Objective: Report each line of the records below that contains the word "sauce", reproducing every such line in full.

Extracted data:
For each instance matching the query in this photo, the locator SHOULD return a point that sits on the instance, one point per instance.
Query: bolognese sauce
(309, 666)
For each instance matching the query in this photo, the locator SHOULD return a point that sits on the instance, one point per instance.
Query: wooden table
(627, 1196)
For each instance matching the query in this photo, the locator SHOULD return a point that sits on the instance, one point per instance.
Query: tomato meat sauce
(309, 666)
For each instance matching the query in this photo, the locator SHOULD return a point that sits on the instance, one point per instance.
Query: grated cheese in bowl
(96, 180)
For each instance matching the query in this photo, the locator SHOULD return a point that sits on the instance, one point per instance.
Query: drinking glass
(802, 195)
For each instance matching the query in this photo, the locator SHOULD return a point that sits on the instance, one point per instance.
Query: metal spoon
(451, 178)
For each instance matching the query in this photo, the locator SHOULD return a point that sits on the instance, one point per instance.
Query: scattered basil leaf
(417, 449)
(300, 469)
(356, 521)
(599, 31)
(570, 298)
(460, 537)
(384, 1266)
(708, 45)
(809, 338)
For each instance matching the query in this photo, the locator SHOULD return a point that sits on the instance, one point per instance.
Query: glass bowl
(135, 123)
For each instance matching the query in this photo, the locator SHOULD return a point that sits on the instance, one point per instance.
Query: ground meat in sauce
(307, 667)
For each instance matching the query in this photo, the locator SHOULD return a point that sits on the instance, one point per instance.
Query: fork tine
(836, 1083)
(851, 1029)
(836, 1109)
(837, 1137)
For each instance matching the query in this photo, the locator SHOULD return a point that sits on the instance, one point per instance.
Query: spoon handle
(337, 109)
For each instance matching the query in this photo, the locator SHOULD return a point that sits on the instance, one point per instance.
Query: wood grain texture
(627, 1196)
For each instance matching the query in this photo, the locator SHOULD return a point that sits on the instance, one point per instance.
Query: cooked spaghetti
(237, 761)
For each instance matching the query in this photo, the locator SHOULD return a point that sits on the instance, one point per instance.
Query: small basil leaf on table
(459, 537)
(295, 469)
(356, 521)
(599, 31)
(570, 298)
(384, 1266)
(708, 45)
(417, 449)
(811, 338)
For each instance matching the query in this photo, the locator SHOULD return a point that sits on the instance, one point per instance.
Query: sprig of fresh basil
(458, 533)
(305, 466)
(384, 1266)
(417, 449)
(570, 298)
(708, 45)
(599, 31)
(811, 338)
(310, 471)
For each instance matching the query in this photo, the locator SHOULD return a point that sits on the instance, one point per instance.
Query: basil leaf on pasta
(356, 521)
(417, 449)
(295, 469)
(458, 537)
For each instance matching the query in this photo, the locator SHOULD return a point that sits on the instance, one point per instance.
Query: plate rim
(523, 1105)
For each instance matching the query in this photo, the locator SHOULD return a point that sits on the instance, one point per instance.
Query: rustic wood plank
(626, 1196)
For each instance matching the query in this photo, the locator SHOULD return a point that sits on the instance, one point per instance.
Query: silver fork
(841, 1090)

Full solution:
Query: bolognese sauce
Query: tomato meat sauce
Query: ground meat in sauce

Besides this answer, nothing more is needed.